## STATED GOAL A
Summarize the forum post on speeding up AME network model sampling in two sentences.

Speeding up AME network model sampling

I’m working on fitting Hoff’s AMEN model in Stan, using the excellent code from Adam Lauretig here as a starting point: Hoff's AMEN model in Stan

Where I’m running into problems is that my network has ~37k nodes, so getting even a fairly trivial number of samples takes north of a week. I’d like to get as efficient as I can without using reduce_sum and then use reduce_sum if needed. I’ve pasted my code below - I’ve made some changes to the linked code because my network isn’t directed (i.e. it’s symmetric).

The hangup would seem to be the loop in the model block (for n in 1:n_dyads). I’m wondering if there’s a way to vectorize this?

Any suggestions welcome - thanks!

data{
  int n_nodes;
  int n_dyads;
  //int N; //total obs. should be n_dyads * 2
  int sender_id[n_dyads];
  int receiver_id[n_dyads];
  //int dyad_id;
  int K; // number of latent dimensions
  int B; //number of dyad level covariates
  matrix[n_dyads, B] X; //covariates
  real Y[n_dyads];
}

parameters{
  real intercept;
  vector[B] beta; 
  //cholesky_factor_corr[2] corr_nodes; // correlation matrix w/in hh - not necessary in symmetric case
  real<lower=0>sigma_nodes; // sd w/in nodes
  vector[n_nodes] z_nodes; // for node non-centered parameterization, vector since no send/receive correlation
  cholesky_factor_corr[K * 2] corr_multi_effects; // correlation matrix for multiplicative effect
  vector<lower=0>[K * 2] sigma_multi_effects; // sd
  matrix[K * 2, n_nodes] z_multi_effects; // Multi-effect non-centered term 
  
}
transformed parameters{
    vector[n_nodes] mean_nodes; // node parameter mean
    matrix[n_nodes, K * 2] mean_multi_effects; // multi-effect mean
    
    mean_nodes = (sigma_nodes * z_nodes); // sd *correlation
    mean_multi_effects = (diag_pre_multiply(
      sigma_multi_effects, corr_multi_effects) * z_multi_effects)'; // sd *correlation  
    
}
model{
  intercept ~ normal(0, 5);
  beta ~ normal(0,5); 
  
  //node terms
  to_vector(z_nodes) ~ normal(0, 1);
  //corr_nodes ~ lkj_corr_cholesky(5);
  sigma_nodes ~ gamma(1, 1);

  // multi-effect terms
  to_vector(z_multi_effects) ~ normal(0, 1);
  corr_multi_effects ~ lkj_corr_cholesky(5);
  sigma_multi_effects ~ gamma(1, 1);

  for(n in 1:n_dyads){
  Y[n] ~ normal(intercept + X[n]*beta +
        mean_nodes[sender_id[n]] + mean_nodes[receiver_id[n]] + 
        mean_multi_effects[sender_id[n], 1:K] * 
        (mean_multi_effects[receiver_id[n], (K+1):(K*2)])', 
        1);
  }
}

## Entries taken from a collection
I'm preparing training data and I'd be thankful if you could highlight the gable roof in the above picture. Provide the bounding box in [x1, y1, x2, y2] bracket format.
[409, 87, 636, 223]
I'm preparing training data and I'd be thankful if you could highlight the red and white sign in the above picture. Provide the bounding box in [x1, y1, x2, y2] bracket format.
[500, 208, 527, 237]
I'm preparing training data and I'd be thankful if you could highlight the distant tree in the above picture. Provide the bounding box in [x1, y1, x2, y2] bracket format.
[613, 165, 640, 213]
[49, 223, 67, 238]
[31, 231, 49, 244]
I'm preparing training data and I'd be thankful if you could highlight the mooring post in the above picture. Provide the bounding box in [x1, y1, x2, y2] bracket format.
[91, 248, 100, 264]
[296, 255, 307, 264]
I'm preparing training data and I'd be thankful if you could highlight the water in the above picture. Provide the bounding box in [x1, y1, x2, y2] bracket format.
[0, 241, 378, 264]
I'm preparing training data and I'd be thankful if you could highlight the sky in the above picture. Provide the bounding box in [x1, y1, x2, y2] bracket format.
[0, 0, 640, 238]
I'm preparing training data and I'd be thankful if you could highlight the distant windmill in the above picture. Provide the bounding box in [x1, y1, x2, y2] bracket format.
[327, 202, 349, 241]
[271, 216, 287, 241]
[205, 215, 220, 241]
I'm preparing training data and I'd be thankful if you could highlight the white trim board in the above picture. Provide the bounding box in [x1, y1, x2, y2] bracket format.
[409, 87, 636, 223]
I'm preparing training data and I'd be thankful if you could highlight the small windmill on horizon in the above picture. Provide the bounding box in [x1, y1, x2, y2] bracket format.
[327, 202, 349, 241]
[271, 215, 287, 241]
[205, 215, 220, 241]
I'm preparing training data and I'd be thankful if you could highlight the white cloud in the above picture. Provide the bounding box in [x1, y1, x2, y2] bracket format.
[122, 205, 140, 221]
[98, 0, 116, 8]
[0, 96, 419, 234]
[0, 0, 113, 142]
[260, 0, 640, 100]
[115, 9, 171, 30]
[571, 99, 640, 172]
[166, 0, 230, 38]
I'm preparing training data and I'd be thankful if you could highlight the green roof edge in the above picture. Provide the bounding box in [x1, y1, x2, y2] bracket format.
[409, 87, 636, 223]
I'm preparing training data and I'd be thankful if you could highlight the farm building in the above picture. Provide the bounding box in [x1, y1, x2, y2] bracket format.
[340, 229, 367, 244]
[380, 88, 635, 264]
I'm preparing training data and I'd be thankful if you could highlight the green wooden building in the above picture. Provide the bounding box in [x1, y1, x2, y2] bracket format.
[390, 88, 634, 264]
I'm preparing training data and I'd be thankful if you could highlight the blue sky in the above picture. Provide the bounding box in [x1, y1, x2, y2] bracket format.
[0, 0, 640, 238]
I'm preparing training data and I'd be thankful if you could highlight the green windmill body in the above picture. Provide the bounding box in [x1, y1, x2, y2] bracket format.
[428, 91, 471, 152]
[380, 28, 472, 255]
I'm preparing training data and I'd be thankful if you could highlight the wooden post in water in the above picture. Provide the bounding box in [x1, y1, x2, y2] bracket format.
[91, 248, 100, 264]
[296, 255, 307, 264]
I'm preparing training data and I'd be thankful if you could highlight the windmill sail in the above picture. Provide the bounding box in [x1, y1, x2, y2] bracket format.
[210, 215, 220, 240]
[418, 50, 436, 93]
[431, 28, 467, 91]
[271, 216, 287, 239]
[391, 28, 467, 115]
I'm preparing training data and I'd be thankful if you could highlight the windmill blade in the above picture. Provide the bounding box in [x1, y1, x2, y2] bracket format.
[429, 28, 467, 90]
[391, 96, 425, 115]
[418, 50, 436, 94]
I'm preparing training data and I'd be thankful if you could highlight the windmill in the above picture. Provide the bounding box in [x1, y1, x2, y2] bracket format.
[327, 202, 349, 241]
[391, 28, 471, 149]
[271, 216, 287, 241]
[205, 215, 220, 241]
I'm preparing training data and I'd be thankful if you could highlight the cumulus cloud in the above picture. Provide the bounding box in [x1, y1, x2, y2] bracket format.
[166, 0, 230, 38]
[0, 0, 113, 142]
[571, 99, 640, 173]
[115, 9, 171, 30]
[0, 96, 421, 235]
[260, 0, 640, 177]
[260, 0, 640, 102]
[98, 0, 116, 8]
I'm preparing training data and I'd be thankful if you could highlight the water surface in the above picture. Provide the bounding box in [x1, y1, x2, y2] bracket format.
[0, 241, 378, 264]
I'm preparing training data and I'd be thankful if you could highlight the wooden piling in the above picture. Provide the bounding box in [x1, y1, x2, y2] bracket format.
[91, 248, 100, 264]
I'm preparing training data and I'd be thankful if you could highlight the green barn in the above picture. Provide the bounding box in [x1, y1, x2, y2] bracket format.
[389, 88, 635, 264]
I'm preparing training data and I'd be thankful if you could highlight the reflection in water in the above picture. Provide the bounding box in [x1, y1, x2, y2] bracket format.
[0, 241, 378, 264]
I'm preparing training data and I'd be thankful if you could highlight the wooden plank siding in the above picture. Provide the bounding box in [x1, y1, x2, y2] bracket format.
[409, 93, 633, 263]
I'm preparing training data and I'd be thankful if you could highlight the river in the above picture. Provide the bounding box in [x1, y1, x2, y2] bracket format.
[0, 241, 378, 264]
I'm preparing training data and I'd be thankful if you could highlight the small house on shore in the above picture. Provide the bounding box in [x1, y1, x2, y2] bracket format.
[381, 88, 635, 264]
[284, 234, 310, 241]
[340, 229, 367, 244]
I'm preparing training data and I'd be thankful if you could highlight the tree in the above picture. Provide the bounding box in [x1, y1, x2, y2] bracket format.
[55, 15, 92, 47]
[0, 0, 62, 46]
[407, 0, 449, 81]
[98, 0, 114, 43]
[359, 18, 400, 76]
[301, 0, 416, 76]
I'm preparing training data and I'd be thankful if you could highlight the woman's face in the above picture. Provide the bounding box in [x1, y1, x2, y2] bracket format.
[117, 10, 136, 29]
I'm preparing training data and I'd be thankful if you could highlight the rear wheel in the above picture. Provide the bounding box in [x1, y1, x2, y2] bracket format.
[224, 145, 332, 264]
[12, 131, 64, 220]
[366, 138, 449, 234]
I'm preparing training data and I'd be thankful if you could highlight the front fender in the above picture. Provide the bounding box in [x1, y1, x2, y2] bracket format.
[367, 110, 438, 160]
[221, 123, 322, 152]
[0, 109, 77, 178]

## STATED GOAL B
Transcribe the part of the records that opens with their first line and closes with the line containing "[31, 231, 49, 244]", including both of those lines.

## COMPLETE ANSWER A
The writer is fitting Hoff's AMEN model in Stan, starting from code by Adam Lauretig that was changed because the network is symmetric. With about 37k nodes, even a fairly trivial number of samples takes more than a week, and the writer asks whether the loop over dyads in the model block, which seems to be the hangup, can be vectorized before resorting to reduce_sum.

## COMPLETE ANSWER B
I'm preparing training data and I'd be thankful if you could highlight the gable roof in the above picture. Provide the bounding box in [x1, y1, x2, y2] bracket format.
[409, 87, 636, 223]
I'm preparing training data and I'd be thankful if you could highlight the red and white sign in the above picture. Provide the bounding box in [x1, y1, x2, y2] bracket format.
[500, 208, 527, 237]
I'm preparing training data and I'd be thankful if you could highlight the distant tree in the above picture. Provide the bounding box in [x1, y1, x2, y2] bracket format.
[613, 165, 640, 213]
[49, 223, 67, 238]
[31, 231, 49, 244]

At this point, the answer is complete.